◆ Estratto fornito ◆
Quanto ti ha aiutato il tuo trascorso di giornalista, più vicina alla comunicazione quindi, nella gestione della fiera?
«Penso abbastanza. In qualunque lavoro penso sia molto importante non solo saper comunicare, ma essere curiosi, avere il piacere di cercare, scoprire, capire. E se non hai queste doti (sì, doti!) il giornalista non lo fai. Essere abituati a semplificare per comunicare, senza abbassare la guardia, è essenziale per fare bene le cose e farsi capire. Ed è importante saper confezionare un’offerta, dopo aver imparato a confezionare una notizia».
Due consigli che ti hanno dato in questi anni: quale è stato il più azzeccato, e quale il più sbagliato?
«Non saprei. Alla fine di consiglio me ne è sempre e solo arrivato uno, da un caro amico di Verona. Ma non si può rivelare».
A quali “modelli” ti sei ispirata a questi anni per la tua ArtVerona? Qual è, secondo te, in linea generale, una fiera che “funziona”?
«ArtVerona non somiglia a nessuna fiera italiana e, direi, neanche a nessuna fiera straniera. Ha una personalità molto precisa, che è fatta di un mix, tra locale e non locale, tra contemporaneo e moderno, tra collezionisti raffinati e collezionisti meno main stream che però fanno gola alle fiere più blasonate, tra gallerie di ricerca e “gallerione”. Il tutto in una città unica quanto a bellezza e a capacità di ospitalità. Quindi, io non mi sono ispirata a nessuno – non è neanche nelle mie abitudini farlo – e spero che ArtVerona continui a non ispirarsi a nessun’altra fiera, consolidando la sua precisa, sebbene non facile, autentica personalità».
Facciamo un passo indietro però: cosa deve avere una fiera per “funzionare”?
«Anzitutto non deve essere spocchiosa (detesto la spocchia, sempre). Deve far sentire a proprio agio il collezionista al top e il visitatore che entra per la prima volta in una fiera e chiede quanto costa un quadro. Deve essere fresca, attraente, avere una bella energia. Ma tutto questo non dipende solo dallo staff, la differenza la fanno molto anche i galleristi: se la fanno con la mano sinistra o se ci credono. E la fa anche un certo tipo di collezionismo, che deve esserci. Mi riferisco ai collezionisti attenti e informati che, anche se non comprano, rendono gratificano i galleristi. E poi, ormai, dato l’affollamento delle proposte deve avere un bel programma fuori-fiera. Cosa per la quale mi sono battuta in questi tre anni, convinta che i collezionisti migliori li attrai se, oltre una buona fiera, gli proponi un programma di qualità. E convinta del fatto che oggi una fiera deve essere anche una proposta culturale complessiva».

(Righe da un dataset di puntamento)
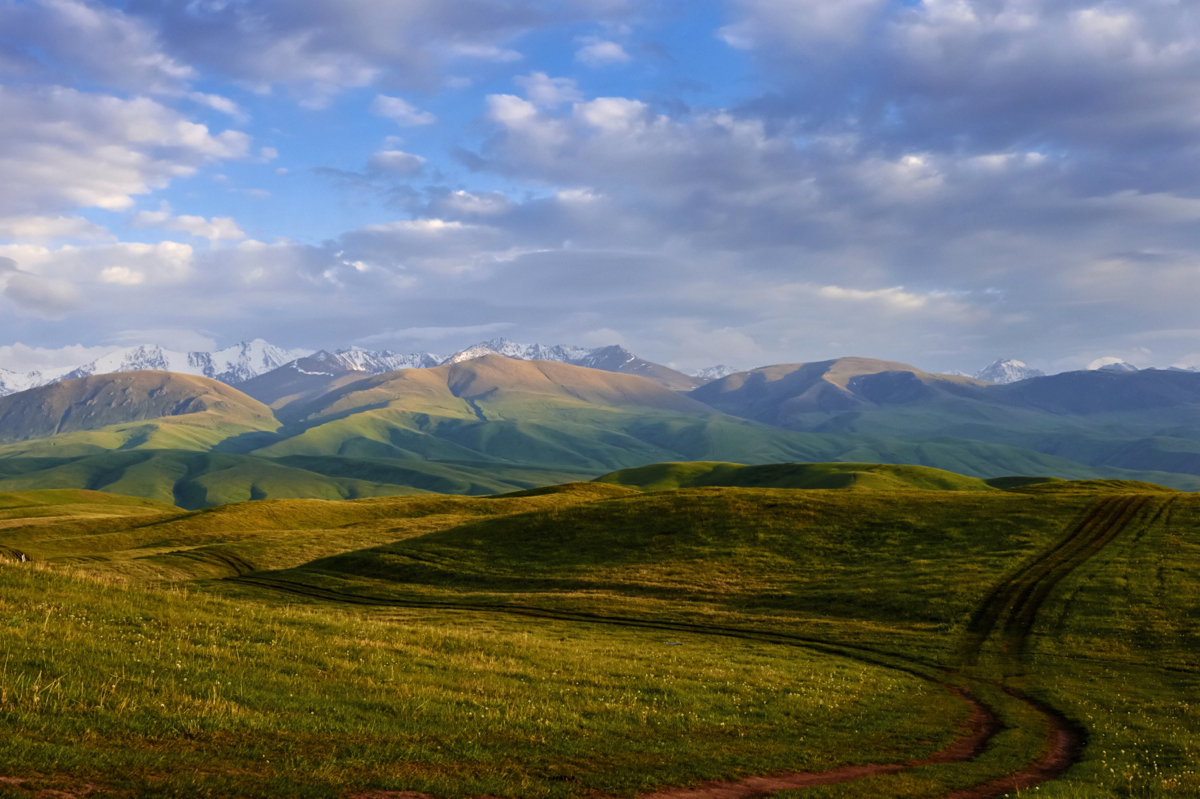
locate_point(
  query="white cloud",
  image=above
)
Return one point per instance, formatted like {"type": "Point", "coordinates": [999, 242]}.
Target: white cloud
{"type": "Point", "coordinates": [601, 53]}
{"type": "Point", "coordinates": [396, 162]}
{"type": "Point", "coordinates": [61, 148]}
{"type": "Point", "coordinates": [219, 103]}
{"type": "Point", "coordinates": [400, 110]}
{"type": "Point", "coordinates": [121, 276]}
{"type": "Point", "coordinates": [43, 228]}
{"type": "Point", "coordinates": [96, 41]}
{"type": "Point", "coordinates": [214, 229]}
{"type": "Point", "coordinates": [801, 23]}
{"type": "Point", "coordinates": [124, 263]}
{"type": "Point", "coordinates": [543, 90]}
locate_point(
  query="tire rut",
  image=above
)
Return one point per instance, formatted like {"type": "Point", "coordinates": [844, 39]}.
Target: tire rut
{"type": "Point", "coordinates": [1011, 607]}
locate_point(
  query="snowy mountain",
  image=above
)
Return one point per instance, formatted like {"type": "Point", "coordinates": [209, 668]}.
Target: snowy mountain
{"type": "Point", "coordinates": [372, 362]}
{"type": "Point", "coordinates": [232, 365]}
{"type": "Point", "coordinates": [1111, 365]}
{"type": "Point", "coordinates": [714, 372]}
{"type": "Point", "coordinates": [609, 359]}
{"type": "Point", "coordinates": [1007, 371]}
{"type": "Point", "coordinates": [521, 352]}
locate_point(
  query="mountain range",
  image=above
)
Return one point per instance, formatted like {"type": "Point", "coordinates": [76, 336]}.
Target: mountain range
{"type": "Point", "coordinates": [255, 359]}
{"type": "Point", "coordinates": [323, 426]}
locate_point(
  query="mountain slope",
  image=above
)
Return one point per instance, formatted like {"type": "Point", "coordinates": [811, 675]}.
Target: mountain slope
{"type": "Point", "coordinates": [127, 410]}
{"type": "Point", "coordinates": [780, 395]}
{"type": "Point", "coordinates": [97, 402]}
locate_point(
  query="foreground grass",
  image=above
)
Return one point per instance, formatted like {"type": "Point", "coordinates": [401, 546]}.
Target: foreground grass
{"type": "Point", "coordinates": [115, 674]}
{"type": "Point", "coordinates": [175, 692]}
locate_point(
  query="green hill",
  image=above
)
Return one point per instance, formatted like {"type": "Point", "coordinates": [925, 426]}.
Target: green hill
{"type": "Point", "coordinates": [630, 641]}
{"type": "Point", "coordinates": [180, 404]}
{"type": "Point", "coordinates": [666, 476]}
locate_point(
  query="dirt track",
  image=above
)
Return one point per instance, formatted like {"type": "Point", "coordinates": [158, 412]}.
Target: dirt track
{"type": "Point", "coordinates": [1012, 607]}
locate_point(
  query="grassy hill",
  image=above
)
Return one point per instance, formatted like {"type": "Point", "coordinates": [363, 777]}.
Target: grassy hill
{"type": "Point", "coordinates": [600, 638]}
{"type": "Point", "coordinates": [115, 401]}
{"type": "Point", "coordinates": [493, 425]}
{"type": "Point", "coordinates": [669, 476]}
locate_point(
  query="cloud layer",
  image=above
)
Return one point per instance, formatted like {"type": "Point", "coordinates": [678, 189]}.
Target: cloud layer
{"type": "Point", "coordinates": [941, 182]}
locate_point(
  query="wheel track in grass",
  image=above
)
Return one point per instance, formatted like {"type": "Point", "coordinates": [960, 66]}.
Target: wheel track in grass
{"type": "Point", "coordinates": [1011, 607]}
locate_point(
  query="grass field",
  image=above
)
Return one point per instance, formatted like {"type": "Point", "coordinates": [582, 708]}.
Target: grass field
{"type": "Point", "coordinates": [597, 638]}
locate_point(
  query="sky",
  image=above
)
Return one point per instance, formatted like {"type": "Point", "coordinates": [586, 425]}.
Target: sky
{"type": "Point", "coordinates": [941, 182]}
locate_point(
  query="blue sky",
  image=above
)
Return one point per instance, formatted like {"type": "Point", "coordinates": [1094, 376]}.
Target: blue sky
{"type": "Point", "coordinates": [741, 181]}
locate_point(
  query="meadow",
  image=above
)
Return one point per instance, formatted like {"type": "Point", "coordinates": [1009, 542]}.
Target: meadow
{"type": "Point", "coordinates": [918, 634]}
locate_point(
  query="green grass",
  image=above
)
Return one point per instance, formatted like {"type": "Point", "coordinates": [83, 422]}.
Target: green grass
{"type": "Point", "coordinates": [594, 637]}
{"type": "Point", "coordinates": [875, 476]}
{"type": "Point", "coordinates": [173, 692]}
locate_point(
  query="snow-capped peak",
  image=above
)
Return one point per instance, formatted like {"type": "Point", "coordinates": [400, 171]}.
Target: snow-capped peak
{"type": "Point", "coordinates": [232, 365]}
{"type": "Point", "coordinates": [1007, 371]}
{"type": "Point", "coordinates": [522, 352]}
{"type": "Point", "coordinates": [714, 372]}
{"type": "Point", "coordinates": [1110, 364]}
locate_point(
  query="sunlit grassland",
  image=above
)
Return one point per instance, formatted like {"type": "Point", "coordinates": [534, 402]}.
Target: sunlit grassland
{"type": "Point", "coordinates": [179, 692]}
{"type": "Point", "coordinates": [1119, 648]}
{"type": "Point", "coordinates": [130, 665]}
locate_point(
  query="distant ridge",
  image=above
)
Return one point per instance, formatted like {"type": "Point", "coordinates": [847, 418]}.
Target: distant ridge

...

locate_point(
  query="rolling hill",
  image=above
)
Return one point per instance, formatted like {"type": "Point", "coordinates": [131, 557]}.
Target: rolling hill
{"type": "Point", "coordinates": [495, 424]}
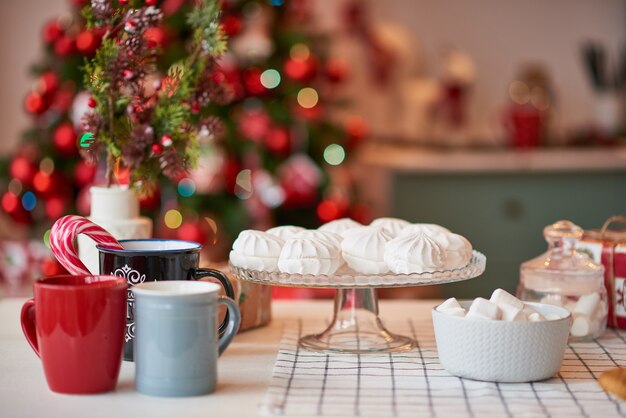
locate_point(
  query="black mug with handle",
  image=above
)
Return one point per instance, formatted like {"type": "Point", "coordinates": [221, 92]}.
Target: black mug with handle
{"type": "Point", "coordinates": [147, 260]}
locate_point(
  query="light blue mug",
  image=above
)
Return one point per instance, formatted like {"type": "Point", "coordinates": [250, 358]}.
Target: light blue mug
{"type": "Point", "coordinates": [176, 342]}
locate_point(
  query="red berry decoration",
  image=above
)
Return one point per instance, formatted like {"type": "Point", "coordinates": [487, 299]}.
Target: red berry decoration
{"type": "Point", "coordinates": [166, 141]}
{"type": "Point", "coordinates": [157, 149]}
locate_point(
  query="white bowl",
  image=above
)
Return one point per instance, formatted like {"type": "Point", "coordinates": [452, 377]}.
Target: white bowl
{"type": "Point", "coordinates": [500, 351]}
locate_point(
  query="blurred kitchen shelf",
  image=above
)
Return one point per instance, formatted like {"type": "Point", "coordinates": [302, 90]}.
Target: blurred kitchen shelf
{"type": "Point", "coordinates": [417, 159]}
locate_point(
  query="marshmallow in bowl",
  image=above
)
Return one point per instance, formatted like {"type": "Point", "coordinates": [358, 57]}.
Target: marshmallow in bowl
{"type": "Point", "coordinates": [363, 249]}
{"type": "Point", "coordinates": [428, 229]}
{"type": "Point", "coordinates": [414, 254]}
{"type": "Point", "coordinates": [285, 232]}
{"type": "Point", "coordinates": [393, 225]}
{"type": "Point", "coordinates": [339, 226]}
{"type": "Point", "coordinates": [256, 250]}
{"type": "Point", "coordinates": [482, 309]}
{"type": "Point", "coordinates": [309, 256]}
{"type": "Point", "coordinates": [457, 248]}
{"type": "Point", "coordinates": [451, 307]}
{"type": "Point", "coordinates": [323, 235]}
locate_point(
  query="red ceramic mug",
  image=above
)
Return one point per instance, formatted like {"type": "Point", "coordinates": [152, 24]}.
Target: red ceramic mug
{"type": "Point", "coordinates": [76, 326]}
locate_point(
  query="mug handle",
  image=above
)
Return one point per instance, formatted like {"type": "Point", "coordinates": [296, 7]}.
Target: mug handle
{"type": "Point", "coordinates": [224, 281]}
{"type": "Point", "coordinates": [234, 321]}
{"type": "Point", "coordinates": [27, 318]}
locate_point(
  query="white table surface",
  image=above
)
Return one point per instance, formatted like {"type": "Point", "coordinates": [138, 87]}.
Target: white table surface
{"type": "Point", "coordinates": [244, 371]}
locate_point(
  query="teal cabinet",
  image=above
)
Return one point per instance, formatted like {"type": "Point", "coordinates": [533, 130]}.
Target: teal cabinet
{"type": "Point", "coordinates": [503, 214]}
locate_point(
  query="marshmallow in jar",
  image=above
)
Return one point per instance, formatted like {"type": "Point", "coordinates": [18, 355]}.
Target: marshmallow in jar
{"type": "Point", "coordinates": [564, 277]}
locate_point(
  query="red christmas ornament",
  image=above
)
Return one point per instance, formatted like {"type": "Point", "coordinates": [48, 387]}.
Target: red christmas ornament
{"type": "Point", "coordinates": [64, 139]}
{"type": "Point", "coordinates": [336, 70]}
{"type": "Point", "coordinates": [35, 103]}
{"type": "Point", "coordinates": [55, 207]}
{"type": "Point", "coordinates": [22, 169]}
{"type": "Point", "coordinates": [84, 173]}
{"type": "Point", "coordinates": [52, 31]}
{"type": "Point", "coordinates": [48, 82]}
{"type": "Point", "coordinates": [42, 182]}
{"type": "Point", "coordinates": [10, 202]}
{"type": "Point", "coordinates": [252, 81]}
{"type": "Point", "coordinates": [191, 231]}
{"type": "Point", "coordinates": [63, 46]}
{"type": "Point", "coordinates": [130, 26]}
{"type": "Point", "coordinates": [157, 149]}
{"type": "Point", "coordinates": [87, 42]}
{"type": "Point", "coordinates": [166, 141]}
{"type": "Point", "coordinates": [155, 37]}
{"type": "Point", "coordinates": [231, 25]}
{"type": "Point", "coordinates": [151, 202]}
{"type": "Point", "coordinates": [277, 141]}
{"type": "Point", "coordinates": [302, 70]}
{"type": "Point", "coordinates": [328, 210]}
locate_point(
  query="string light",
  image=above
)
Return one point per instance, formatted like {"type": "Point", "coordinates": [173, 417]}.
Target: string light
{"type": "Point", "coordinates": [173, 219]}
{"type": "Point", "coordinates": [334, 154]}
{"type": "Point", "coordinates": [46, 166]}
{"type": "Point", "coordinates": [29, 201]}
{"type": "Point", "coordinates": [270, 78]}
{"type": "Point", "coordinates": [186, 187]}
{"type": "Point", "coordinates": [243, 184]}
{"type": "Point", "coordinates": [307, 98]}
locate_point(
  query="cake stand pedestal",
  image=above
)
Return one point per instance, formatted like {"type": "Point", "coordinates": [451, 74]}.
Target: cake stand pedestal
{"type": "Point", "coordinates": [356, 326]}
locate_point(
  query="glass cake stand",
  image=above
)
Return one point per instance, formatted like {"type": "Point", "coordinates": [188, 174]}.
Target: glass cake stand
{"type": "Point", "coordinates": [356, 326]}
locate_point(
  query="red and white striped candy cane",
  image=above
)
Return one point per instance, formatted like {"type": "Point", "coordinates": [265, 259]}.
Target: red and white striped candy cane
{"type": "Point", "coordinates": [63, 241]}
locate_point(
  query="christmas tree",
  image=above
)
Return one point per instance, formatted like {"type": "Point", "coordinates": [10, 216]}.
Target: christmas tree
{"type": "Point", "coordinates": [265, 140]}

◆ Compito scritto 1 ◆
Rispondi alle seguenti domande sull'intervista su ArtVerona.
(a) Secondo l'intervistata, che cosa serve per fare il giornalista?
(b) Da chi è arrivato l'unico consiglio che l'intervistata dice di aver ricevuto?
(c) Che cosa deve avere ormai una fiera, dato l'affollamento delle proposte?
◆ Compito scritto 2 ◆
Indica se ciascuna affermazione concorda con l'intervista su ArtVerona, rispondendo sì o no e citando le parole decisive del testo.
(a) L'intervistata dice di essersi ispirata a una fiera straniera.
(b) Secondo l'intervistata, una fiera non deve essere spocchiosa.
(c) L'intervistata rivela il consiglio ricevuto dall'amico.
◆ Compito scritto 3 ◆
Riproduci fedelmente il passo dell'intervista su ArtVerona che si apre con le parole contenenti "Quanto ti ha" e si chiude con "il più sbagliato?".

◆ Risultato esercizio 1 ◆
(a) Essere curiosi e avere il piacere di cercare, scoprire, capire.
(b) Da un caro amico di Verona.
(c) Un bel programma fuori-fiera.

◆ Risultato esercizio 2 ◆
(a) No: «io non mi sono ispirata a nessuno».
(b) Sì: «Anzitutto non deve essere spocchiosa».
(c) No: «Ma non si può rivelare».

◆ Risultato esercizio 3 ◆
Quanto ti ha aiutato il tuo trascorso di giornalista, più vicina alla comunicazione quindi, nella gestione della fiera?
«Penso abbastanza. In qualunque lavoro penso sia molto importante non solo saper comunicare, ma essere curiosi, avere il piacere di cercare, scoprire, capire. E se non hai queste doti (sì, doti!) il giornalista non lo fai. Essere abituati a semplificare per comunicare, senza abbassare la guardia, è essenziale per fare bene le cose e farsi capire. Ed è importante saper confezionare un’offerta, dopo aver imparato a confezionare una notizia».
Due consigli che ti hanno dato in questi anni: quale è stato il più azzeccato, e quale il più sbagliato?